## SELECTED EXTRACT
┌────────
Graphic was a Canadian current affairs television series which aired on CBC Television from 1956 to 1957.

Premise
Joe McCulley hosted this journalistic series with announcer Rex Loring.

Initially, Graphic was promoted as a collection of "entertaining items of a real-life variety, on the premise that people are always interested in what the other fellow is doing." As the series developed, it featured interviews with notable Canadian personalities.

Graphic'''s first season was sponsored by Ford Motor Company of Canada which hoped that the series would be titled Ford Graphic. However, the CBC rejected calls to include a sponsor name to its journalistic programmes. Ford remained a sponsor for the initial thirteen episodes.

Production
Each episode of Graphic'' cost approximately $20,000 and regularly featured  camerawork outside CBC studios and often presented remove stories live. Peter Macfarlane produced the series with Bill Bolt as supervising producer, Donal Wilson as coordinating producer and Norman DePoe as editorial supervisor.
└────────
## DATASET CONTENT
┌────────
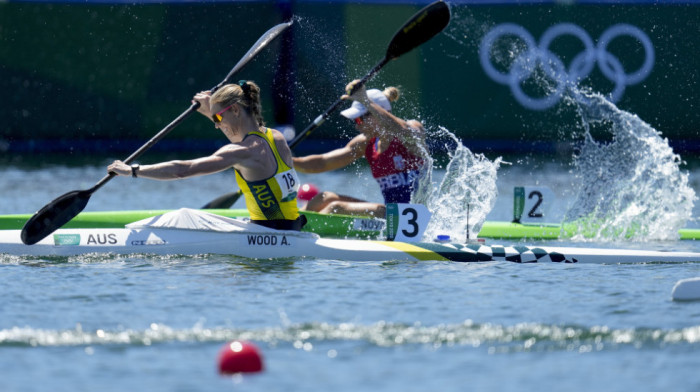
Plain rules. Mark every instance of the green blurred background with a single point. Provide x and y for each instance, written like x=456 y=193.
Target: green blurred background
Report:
x=107 y=76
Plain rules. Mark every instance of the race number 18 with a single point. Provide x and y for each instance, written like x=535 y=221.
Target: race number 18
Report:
x=406 y=222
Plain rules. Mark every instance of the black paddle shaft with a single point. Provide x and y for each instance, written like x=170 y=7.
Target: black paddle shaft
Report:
x=65 y=207
x=423 y=26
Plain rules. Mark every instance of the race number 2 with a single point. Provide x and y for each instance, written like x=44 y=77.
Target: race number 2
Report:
x=406 y=222
x=531 y=203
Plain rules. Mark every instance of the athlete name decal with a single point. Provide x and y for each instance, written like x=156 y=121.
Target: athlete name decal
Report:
x=102 y=239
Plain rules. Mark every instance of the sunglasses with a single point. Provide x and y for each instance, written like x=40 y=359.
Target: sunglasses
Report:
x=218 y=116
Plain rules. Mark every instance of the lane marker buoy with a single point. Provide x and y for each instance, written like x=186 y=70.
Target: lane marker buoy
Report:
x=239 y=357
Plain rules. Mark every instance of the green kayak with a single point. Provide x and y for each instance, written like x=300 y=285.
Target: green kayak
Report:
x=330 y=226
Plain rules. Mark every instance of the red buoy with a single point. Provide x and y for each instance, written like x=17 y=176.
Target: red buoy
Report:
x=239 y=357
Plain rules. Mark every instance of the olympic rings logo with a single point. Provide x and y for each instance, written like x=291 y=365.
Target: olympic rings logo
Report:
x=580 y=68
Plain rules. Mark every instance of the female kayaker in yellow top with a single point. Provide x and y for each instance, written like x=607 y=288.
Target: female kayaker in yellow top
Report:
x=260 y=156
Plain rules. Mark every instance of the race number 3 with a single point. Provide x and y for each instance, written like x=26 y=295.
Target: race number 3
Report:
x=531 y=203
x=406 y=222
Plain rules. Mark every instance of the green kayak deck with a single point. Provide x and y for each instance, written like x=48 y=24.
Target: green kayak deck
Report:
x=332 y=226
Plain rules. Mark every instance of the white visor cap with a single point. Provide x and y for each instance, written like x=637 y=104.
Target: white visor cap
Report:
x=357 y=109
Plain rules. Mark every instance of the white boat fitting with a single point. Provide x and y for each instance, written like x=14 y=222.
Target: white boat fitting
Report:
x=189 y=232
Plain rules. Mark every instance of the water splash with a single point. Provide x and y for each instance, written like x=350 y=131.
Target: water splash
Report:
x=466 y=194
x=631 y=185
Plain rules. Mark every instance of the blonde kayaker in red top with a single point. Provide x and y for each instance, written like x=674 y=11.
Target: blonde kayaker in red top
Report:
x=392 y=146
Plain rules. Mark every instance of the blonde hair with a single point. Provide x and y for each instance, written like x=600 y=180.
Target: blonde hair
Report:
x=392 y=94
x=246 y=93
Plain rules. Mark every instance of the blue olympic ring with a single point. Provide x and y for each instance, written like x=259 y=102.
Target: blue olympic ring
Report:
x=580 y=68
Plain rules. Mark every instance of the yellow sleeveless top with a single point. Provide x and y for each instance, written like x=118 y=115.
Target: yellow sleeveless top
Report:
x=276 y=196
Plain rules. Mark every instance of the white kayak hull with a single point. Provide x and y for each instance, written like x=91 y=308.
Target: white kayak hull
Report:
x=267 y=244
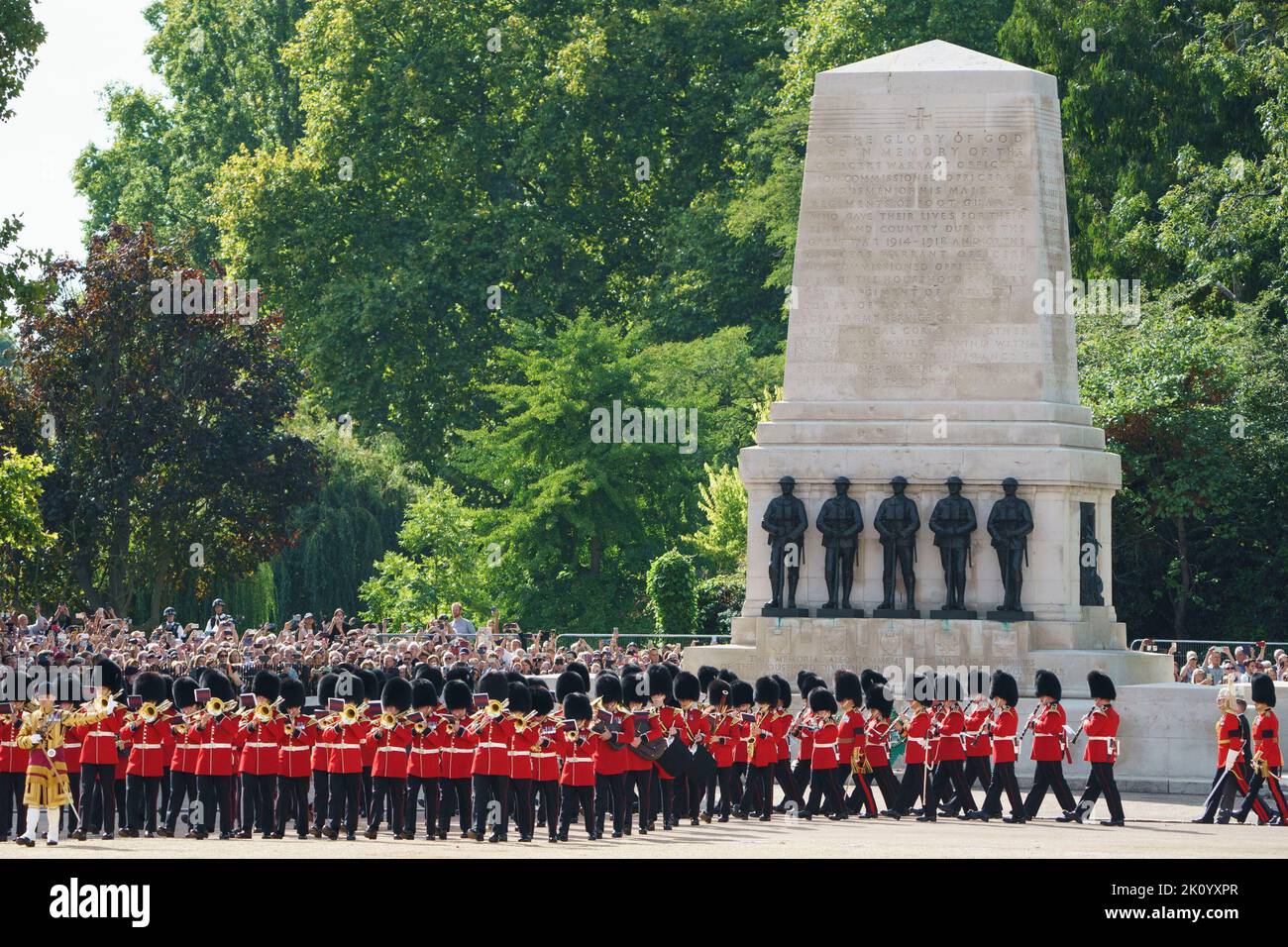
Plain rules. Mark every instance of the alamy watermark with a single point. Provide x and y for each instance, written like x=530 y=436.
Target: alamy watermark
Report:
x=649 y=425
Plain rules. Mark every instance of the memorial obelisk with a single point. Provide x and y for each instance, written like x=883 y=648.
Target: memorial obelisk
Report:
x=918 y=346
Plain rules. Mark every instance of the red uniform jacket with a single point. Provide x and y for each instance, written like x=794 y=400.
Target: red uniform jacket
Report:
x=1265 y=738
x=426 y=749
x=261 y=748
x=295 y=748
x=520 y=751
x=187 y=745
x=823 y=746
x=951 y=727
x=149 y=748
x=579 y=755
x=978 y=742
x=1229 y=738
x=877 y=741
x=492 y=753
x=459 y=751
x=218 y=741
x=1048 y=735
x=918 y=737
x=391 y=748
x=98 y=745
x=1100 y=729
x=1005 y=728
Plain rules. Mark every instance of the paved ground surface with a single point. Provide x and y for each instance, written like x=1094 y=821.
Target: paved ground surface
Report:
x=1158 y=827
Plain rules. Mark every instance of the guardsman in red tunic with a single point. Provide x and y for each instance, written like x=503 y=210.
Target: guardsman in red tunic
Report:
x=489 y=771
x=952 y=751
x=294 y=766
x=639 y=727
x=1050 y=748
x=694 y=728
x=261 y=748
x=823 y=763
x=576 y=741
x=522 y=744
x=1266 y=757
x=725 y=731
x=851 y=742
x=183 y=759
x=660 y=690
x=346 y=732
x=545 y=758
x=425 y=759
x=876 y=746
x=1004 y=728
x=147 y=735
x=320 y=757
x=1100 y=728
x=390 y=736
x=218 y=736
x=458 y=758
x=917 y=733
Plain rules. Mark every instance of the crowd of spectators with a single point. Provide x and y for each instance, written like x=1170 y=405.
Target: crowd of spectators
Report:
x=1223 y=665
x=304 y=647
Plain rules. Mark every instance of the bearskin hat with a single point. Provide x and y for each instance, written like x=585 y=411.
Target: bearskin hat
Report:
x=266 y=684
x=1046 y=684
x=576 y=706
x=110 y=674
x=458 y=694
x=1102 y=685
x=424 y=693
x=608 y=688
x=520 y=697
x=151 y=686
x=1262 y=689
x=291 y=693
x=494 y=685
x=767 y=690
x=567 y=684
x=849 y=688
x=877 y=699
x=219 y=685
x=1004 y=685
x=822 y=698
x=658 y=681
x=785 y=690
x=687 y=686
x=326 y=686
x=542 y=701
x=184 y=692
x=395 y=694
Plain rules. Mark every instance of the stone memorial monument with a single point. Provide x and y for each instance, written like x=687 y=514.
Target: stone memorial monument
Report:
x=932 y=210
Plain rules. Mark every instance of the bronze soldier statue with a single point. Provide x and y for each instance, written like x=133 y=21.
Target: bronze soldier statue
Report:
x=786 y=523
x=897 y=522
x=840 y=521
x=1010 y=523
x=952 y=522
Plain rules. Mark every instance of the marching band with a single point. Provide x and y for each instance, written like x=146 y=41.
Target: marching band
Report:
x=652 y=748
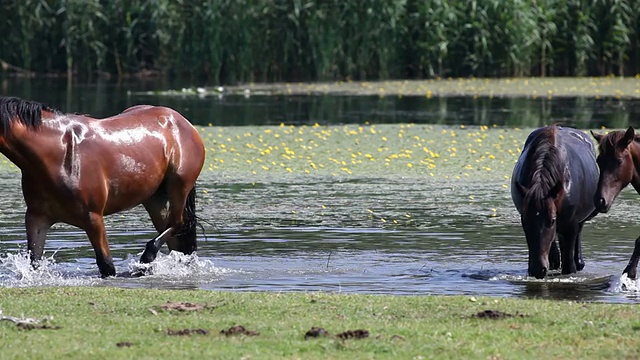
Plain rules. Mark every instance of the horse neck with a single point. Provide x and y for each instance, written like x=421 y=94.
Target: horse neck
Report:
x=27 y=147
x=634 y=148
x=546 y=170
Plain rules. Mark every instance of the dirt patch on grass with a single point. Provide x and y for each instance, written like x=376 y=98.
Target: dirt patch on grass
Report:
x=187 y=332
x=353 y=334
x=181 y=306
x=23 y=326
x=315 y=332
x=495 y=314
x=239 y=330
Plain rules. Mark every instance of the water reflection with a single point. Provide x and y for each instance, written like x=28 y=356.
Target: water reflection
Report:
x=104 y=98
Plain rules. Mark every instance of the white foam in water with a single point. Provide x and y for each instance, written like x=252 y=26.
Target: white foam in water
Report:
x=16 y=271
x=625 y=285
x=177 y=265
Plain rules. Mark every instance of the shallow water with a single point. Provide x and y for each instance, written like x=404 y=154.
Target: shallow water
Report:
x=395 y=235
x=368 y=236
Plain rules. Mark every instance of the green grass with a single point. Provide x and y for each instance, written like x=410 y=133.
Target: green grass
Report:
x=93 y=320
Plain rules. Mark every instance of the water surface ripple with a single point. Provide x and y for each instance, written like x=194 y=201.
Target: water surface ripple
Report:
x=367 y=235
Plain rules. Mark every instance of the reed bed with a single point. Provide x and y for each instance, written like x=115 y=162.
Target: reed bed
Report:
x=238 y=41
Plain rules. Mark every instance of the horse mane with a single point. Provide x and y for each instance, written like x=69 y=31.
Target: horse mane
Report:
x=27 y=112
x=611 y=139
x=546 y=169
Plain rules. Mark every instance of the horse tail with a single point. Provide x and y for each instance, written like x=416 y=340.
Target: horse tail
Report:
x=186 y=235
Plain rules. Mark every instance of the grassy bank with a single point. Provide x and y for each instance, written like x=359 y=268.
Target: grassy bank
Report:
x=122 y=323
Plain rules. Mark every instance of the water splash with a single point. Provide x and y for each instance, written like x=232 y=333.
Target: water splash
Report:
x=625 y=285
x=16 y=271
x=177 y=265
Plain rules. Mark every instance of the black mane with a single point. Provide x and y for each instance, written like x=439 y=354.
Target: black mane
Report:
x=546 y=169
x=27 y=112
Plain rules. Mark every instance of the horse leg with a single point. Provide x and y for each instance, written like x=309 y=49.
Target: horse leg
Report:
x=182 y=219
x=568 y=236
x=37 y=227
x=578 y=250
x=554 y=256
x=98 y=236
x=632 y=267
x=156 y=207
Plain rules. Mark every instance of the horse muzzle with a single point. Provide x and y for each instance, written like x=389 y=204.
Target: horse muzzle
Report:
x=601 y=204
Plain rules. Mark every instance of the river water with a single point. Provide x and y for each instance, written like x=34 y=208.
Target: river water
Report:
x=367 y=234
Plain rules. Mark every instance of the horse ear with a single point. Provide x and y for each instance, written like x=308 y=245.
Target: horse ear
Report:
x=555 y=190
x=522 y=190
x=627 y=138
x=596 y=136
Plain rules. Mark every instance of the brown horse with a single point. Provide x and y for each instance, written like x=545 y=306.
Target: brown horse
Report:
x=76 y=169
x=619 y=162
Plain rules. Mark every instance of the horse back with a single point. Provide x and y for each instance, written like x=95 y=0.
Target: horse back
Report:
x=580 y=175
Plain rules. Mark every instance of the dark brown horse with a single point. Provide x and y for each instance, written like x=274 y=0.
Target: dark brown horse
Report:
x=619 y=162
x=76 y=169
x=552 y=187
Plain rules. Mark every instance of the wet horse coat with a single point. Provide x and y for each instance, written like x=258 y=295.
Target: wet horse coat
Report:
x=619 y=162
x=552 y=187
x=76 y=169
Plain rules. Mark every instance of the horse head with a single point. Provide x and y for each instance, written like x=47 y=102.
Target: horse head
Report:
x=616 y=166
x=538 y=220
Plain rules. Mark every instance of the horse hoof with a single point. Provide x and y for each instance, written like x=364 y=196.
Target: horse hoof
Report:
x=150 y=252
x=630 y=274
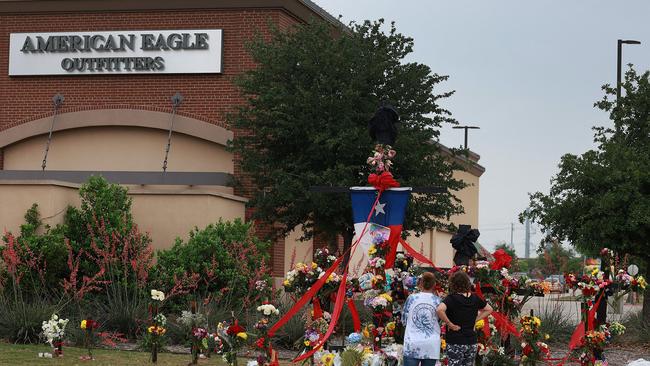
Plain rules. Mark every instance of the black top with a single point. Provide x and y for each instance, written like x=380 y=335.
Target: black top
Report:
x=462 y=311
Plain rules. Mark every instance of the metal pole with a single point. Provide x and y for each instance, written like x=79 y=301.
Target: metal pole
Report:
x=57 y=100
x=619 y=57
x=466 y=137
x=527 y=254
x=177 y=99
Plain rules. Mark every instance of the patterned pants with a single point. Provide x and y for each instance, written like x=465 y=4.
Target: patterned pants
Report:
x=461 y=354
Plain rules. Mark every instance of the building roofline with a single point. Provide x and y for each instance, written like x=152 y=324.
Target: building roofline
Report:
x=301 y=9
x=470 y=161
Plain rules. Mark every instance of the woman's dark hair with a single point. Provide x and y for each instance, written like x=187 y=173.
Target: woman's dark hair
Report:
x=459 y=282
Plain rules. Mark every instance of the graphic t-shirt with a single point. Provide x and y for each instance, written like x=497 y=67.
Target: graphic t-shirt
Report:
x=462 y=311
x=422 y=334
└────────
## TASKS AND EXERCISES
A – Copy out the passage on Graphic between "Initially, Graphic was" and "notable Canadian personalities.", inclusive.
B – According to the passage on Graphic, for how many episodes did Ford Motor Company of Canada remain a sponsor?

## RESPONSES BY TASK
A –
Initially, Graphic was promoted as a collection of "entertaining items of a real-life variety, on the premise that people are always interested in what the other fellow is doing." As the series developed, it featured interviews with notable Canadian personalities.

B – Ford remained a sponsor for the initial thirteen episodes.